-- Begin RECORD LIST --

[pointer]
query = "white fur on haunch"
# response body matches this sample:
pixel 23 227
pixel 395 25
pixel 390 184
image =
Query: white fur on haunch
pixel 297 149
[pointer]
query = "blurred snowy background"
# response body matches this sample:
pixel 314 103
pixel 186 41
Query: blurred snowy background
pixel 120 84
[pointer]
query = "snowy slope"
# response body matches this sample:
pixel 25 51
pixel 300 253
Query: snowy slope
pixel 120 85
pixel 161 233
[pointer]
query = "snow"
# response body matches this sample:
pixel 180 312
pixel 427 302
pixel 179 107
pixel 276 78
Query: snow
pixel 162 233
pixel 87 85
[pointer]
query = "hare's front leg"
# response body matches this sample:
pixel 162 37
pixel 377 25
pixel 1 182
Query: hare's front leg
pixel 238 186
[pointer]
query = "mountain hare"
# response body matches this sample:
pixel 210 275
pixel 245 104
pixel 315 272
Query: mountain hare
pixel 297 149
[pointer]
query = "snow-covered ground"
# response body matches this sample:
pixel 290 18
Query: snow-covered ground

-- End RECORD LIST --
-- Begin RECORD LIST --

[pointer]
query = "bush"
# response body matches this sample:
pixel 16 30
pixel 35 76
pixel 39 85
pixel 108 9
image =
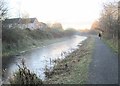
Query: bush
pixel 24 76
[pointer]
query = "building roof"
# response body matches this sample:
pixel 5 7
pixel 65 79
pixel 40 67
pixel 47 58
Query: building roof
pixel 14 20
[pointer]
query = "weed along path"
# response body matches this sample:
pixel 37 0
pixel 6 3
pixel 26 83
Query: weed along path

-- End RECORD LIST --
-- Begin RECORD LIST --

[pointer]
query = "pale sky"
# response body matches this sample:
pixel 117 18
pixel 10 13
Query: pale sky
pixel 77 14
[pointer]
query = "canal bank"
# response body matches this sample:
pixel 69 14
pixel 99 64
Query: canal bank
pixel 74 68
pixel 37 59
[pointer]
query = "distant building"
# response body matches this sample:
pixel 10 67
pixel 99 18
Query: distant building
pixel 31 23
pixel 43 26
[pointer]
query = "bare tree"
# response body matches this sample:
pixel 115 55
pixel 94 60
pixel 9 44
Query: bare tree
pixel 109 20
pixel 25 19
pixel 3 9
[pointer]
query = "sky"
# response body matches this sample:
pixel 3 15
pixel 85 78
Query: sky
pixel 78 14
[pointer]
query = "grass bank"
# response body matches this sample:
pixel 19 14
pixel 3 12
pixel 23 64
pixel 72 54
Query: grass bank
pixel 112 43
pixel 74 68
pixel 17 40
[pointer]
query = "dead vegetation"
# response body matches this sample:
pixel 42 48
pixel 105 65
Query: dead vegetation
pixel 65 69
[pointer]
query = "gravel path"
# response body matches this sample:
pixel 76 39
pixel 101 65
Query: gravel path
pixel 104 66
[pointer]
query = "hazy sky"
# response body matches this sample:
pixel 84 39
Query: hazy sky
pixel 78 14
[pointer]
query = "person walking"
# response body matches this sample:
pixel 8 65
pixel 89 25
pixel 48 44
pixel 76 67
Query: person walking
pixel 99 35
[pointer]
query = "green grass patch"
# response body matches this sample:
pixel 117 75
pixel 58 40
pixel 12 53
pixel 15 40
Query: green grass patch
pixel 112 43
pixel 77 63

-- End RECORD LIST --

**THE REQUEST**
Pull out every line of the data above that contains the word "distant".

**SOLVED EXERCISE**
query = "distant building"
Query: distant building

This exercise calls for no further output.